> _EXTRACTED INFORMATION_

***

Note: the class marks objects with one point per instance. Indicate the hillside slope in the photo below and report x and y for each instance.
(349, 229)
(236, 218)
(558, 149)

***

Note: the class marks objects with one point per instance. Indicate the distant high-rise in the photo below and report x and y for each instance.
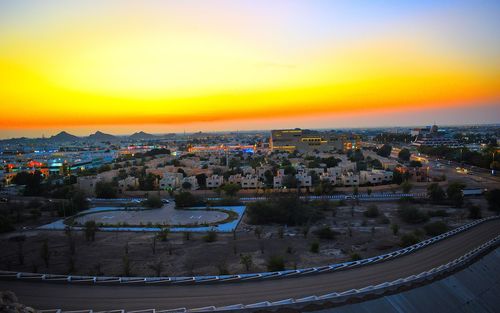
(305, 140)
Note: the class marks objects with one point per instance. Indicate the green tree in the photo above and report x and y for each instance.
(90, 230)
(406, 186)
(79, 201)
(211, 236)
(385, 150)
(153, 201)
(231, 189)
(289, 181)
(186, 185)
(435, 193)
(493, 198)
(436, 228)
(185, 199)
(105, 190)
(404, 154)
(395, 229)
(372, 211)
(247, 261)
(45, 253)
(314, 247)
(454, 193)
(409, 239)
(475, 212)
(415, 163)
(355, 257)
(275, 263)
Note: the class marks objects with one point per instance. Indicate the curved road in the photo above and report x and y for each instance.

***

> _REQUIRED TASK_
Output the lines of the listing unchanged, starting at the line that contains "Indicate the green" and ending at the line that contains "Indicate the curved", both included.

> _WORKED ANSWER_
Note: the class marks objects with one point per instance. Indicate the green tree in the photo above and report x and y for each instance.
(90, 230)
(406, 186)
(79, 201)
(211, 236)
(385, 150)
(153, 201)
(231, 189)
(289, 181)
(186, 185)
(435, 193)
(493, 198)
(436, 228)
(185, 199)
(105, 190)
(404, 154)
(395, 229)
(372, 211)
(247, 261)
(45, 253)
(314, 247)
(454, 193)
(409, 239)
(475, 212)
(415, 163)
(355, 257)
(275, 263)
Note: the class marks objects with one point per instance. Indicate the curved road in the photo above and report x and y for each instance.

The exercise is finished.